CONSIGNES —
• 1. D'après le texte sur la libération de Pandora, à quoi les nantangs se sont-ils révélés résistants ?
• 2. Poursuivez le texte sur la libération de Pandora au-delà de sa dernière phrase.

Or, derechef, ce retournement a été longuement et minutieusement préparé. Certes, de manière prochaine, par la prière de Jake ; mais aussi, de manière lointaine, réellement, par la découverte que les nantangs sont résistants aux balles des envahisseurs et symboliquement par le retournement des thanators, titanosaures et autres ikrans, c’est-à-dire de tout le bestiaire de Pandora, contre l’oppression aliénante et mortifère des Terriens. Insistons. Cette victoire définitive n’est pas seulement la banale volte-face d’une bataille où l’ennemi se trouve débordé par des renforts supérieurs en nombre et en force (comme, par exemple, au terme du combat de Fort-le-Cor, au gouffre de Helm, si bien narré soit-elle par Tolkien [10]), mais résume tout le combat spirituel (et pas seulement intérieur) mené par Pandora pour sa libération d’un envahisseur qui ne tue les Na’vis que pour mieux en surexploiter les ressources et sans doute, bientôt, comme sur la Terre, les épuiser.

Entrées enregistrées
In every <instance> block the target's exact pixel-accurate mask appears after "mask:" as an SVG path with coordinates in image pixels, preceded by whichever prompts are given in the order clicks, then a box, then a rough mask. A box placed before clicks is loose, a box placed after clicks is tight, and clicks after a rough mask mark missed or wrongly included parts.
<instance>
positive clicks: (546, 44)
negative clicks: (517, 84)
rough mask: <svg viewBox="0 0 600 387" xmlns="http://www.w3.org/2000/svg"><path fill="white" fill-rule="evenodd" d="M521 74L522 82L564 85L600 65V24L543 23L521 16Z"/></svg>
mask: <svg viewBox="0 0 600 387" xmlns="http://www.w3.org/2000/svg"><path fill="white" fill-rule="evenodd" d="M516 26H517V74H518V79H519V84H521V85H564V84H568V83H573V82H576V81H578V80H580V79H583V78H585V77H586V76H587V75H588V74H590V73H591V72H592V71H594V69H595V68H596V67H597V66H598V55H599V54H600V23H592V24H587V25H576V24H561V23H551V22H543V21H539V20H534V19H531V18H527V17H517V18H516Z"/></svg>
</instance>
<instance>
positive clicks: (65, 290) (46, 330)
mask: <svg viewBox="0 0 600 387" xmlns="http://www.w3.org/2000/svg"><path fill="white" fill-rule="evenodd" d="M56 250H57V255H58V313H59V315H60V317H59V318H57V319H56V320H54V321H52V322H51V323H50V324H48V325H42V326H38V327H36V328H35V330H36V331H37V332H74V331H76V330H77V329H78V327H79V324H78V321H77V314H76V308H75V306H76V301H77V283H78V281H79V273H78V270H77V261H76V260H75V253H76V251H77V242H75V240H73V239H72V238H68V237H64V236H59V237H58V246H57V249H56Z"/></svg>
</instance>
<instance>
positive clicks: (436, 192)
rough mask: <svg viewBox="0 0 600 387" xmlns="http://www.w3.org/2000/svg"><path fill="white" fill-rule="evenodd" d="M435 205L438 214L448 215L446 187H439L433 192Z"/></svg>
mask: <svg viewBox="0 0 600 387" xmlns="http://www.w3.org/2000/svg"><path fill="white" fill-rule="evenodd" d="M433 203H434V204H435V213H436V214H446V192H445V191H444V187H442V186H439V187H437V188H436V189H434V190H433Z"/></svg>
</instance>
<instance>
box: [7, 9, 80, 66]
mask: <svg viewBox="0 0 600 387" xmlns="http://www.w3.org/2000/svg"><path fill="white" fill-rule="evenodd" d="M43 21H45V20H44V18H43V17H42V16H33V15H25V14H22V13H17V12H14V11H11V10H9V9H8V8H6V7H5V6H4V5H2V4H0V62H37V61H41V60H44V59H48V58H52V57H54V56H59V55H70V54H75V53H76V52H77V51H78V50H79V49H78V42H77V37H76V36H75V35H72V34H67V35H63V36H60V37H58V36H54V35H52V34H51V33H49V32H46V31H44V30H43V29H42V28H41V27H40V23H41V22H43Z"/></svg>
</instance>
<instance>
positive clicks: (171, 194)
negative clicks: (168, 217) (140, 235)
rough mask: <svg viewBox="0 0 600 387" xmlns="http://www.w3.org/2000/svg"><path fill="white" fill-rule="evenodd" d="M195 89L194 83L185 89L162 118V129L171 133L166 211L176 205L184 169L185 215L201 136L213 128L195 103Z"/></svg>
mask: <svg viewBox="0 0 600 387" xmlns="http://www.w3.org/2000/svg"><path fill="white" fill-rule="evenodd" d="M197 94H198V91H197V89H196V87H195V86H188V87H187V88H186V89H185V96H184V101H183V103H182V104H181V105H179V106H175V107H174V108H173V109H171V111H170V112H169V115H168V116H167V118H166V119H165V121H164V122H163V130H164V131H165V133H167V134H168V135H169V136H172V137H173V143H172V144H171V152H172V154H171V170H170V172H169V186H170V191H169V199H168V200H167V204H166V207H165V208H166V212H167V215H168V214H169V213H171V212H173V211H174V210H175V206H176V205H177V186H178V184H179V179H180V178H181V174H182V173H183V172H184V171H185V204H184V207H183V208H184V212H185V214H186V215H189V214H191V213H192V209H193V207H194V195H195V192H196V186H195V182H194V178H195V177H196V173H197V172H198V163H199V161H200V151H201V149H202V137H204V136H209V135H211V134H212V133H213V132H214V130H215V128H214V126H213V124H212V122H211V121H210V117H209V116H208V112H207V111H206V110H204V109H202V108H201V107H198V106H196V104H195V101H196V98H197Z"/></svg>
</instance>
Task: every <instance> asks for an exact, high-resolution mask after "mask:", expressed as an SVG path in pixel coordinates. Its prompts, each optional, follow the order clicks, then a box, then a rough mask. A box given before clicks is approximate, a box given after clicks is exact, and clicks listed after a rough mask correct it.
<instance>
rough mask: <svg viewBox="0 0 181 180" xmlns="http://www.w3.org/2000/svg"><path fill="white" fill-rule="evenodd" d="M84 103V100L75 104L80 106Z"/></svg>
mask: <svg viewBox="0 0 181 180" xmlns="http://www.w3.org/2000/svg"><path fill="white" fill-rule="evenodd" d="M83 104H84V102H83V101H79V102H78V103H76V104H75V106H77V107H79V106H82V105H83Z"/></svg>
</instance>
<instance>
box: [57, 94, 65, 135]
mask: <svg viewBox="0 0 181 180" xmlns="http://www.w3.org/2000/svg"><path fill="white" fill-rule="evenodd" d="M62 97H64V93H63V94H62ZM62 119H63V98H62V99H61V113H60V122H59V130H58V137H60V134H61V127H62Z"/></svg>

RÉSULTATS ATTENDUS —
• 1. Aux balles des envahisseurs.

• 2.
Explicitons encore pour un consommateur rendu trop passif par des blockbusters inconsistants, trop abreuvé d’émotions fortes et trop déshabitué à joindre affectivité et intelligence pour mesurer le tour de force scénaristique, ce qu’un spectateur attentif et actif a sans doute déchiffré s’il a pris le temps de mettre en mots la tension inhabituelle qui le crispe sur son fauteuil – et ainsi, répétons-le, admirer l’art narratif d’Avatar. Dans la lutte finale, la perte semble vraiment totale et la défaite inéluctable. En effet, toutes les ressources conduisant à un possible renversement ont été épuisées, de sorte que nul secours ne peut plus désormais être envisagé. Voilà pourquoi le triomphe ultime est si stupéfiant et le contentement qu’il engendre si exubérant.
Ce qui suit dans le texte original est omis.